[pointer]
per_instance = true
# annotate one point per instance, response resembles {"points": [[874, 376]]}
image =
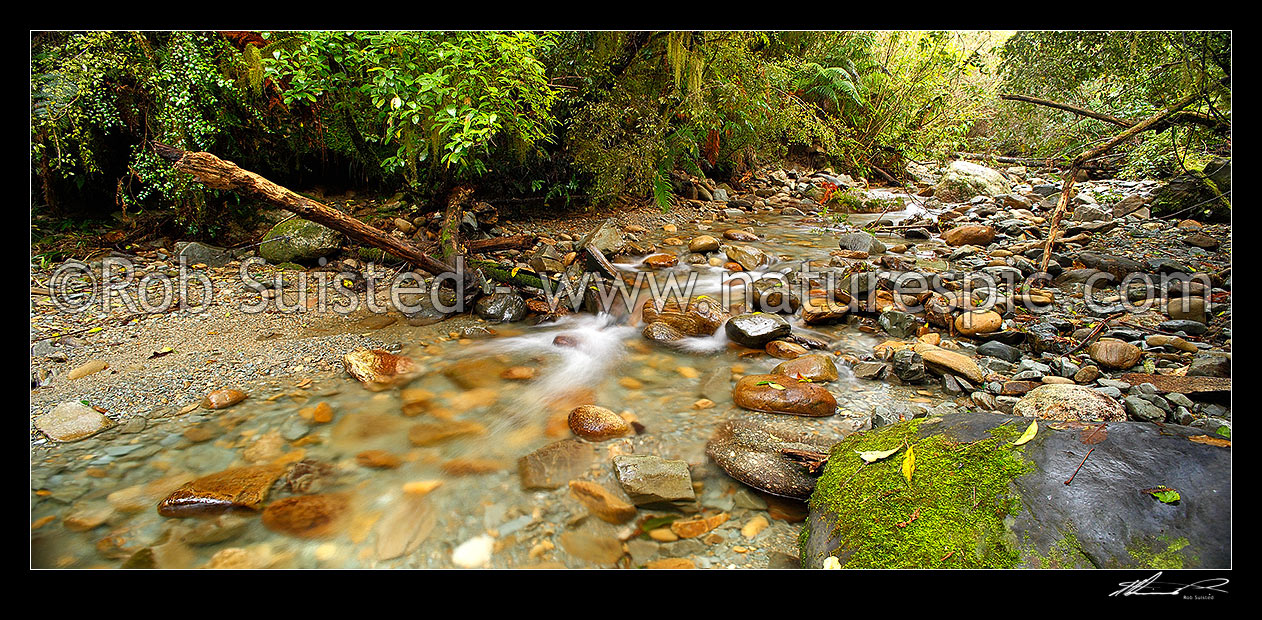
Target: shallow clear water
{"points": [[111, 486]]}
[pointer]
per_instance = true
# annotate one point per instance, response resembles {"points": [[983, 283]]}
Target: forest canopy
{"points": [[584, 118]]}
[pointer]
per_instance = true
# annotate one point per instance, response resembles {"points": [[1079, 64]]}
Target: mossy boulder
{"points": [[298, 240], [978, 501], [964, 179], [1200, 195]]}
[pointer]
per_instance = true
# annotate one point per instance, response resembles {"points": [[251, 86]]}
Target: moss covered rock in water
{"points": [[1200, 195], [297, 240], [978, 501], [964, 179]]}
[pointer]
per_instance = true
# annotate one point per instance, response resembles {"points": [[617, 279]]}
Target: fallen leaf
{"points": [[1032, 429], [909, 464], [1165, 494], [876, 455], [164, 351], [1212, 441]]}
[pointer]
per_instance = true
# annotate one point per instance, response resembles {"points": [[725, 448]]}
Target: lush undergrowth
{"points": [[569, 119]]}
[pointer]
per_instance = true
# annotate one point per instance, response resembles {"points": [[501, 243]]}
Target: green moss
{"points": [[372, 254], [1161, 553], [959, 495]]}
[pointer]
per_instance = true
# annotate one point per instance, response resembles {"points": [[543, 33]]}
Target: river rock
{"points": [[650, 480], [793, 397], [756, 328], [601, 501], [87, 369], [964, 181], [703, 244], [969, 234], [377, 369], [72, 421], [699, 317], [597, 423], [203, 254], [955, 363], [785, 350], [1067, 402], [306, 515], [1114, 354], [747, 256], [660, 331], [740, 235], [1189, 308], [819, 311], [909, 366], [1210, 365], [221, 399], [239, 488], [751, 452], [972, 323], [298, 240], [814, 368], [1104, 519], [501, 308], [899, 325], [861, 241], [661, 260], [555, 464], [1000, 351]]}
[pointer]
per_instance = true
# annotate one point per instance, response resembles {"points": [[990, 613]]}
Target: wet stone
{"points": [[240, 488], [784, 394], [555, 464], [752, 452], [650, 480], [755, 330]]}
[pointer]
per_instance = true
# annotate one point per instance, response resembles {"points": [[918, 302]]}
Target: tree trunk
{"points": [[221, 174], [1093, 153], [1068, 107]]}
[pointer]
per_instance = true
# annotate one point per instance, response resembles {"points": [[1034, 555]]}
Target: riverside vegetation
{"points": [[919, 333]]}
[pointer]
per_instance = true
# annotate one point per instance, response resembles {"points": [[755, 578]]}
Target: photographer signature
{"points": [[1151, 586]]}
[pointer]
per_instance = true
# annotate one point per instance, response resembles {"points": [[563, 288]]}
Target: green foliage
{"points": [[91, 90], [950, 514], [439, 100], [1128, 75]]}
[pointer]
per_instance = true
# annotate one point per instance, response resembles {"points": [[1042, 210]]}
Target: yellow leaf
{"points": [[909, 464], [1210, 441], [1032, 429]]}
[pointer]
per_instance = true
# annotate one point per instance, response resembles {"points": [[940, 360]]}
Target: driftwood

SHORT TASK » Return the listing above in full and without alteration, excluding its pictures.

THE ANSWER »
[pointer]
per_instance = true
# annotate one point per instance, response resembles {"points": [[874, 376]]}
image =
Target: shallow clear water
{"points": [[111, 486]]}
[pointer]
per_instance = true
# annotate one point per instance, response resembles {"points": [[983, 283]]}
Target: forest canopy
{"points": [[584, 118]]}
[pointer]
per_instance = true
# annotate one point per instance, response resembles {"points": [[1079, 64]]}
Target: mossy boulder
{"points": [[298, 240], [978, 501], [964, 179], [1200, 195]]}
[pointer]
per_instance = true
# annotate one point per instance, response resembles {"points": [[251, 86]]}
Target: moss covered rock in water
{"points": [[1200, 195], [297, 240], [978, 501], [964, 179]]}
[pointer]
per_instance = true
# annotate one point per instance, response resembles {"points": [[617, 279]]}
Target: fallen leaf
{"points": [[1032, 429], [909, 464], [1165, 494], [876, 455], [164, 351], [1212, 441]]}
[pointer]
per_instance = true
# annotate one point per instance, response resembles {"points": [[725, 448]]}
Target: lush undergrowth
{"points": [[569, 119]]}
[pointer]
per_instance = true
# annotate one point per instance, response resembles {"points": [[501, 243]]}
Target: green moss
{"points": [[372, 254], [1161, 553], [959, 495]]}
[pointer]
per_instance = true
# annotate one point per instance, response resembles {"points": [[543, 33]]}
Target: river rock
{"points": [[650, 480], [793, 397], [756, 328], [601, 501], [87, 369], [964, 181], [703, 244], [969, 234], [377, 369], [72, 421], [699, 317], [597, 423], [203, 254], [955, 363], [785, 350], [1067, 402], [306, 515], [1114, 354], [747, 256], [660, 331], [740, 235], [1189, 308], [819, 311], [909, 366], [1210, 365], [221, 399], [239, 488], [751, 452], [972, 323], [298, 240], [814, 368], [1104, 519], [501, 308], [899, 325], [861, 241], [661, 260], [555, 464], [1000, 351]]}
[pointer]
per_instance = true
# annotate one point per instance, response resembles {"points": [[990, 613]]}
Target: wet stone
{"points": [[240, 488], [784, 394], [555, 464], [752, 452], [650, 480], [755, 330]]}
[pointer]
per_instance = true
# annotate one point per instance, response resembles {"points": [[918, 302]]}
Target: tree trunk
{"points": [[221, 174], [1093, 153], [1068, 107]]}
[pointer]
per_instance = true
# annotate one point per instance, response resembles {"points": [[1034, 555]]}
Target: riverside vegetation
{"points": [[919, 333]]}
[pointer]
per_instance = true
# annotate one point per instance, response resembles {"points": [[755, 578]]}
Target: photographer signature
{"points": [[1151, 586]]}
[pointer]
per_instance = true
# annotate one point per instance, response resembles {"points": [[563, 288]]}
Target: green foliage
{"points": [[91, 90], [950, 514], [439, 100], [1128, 75]]}
[pointer]
per_instance = true
# annotate one point per instance, response resembles {"points": [[1042, 210]]}
Target: yellow leaf
{"points": [[909, 464], [1210, 441], [1032, 429]]}
[pointer]
per_instance = true
# annotate one point per instance, response resembles {"points": [[940, 360]]}
Target: driftwood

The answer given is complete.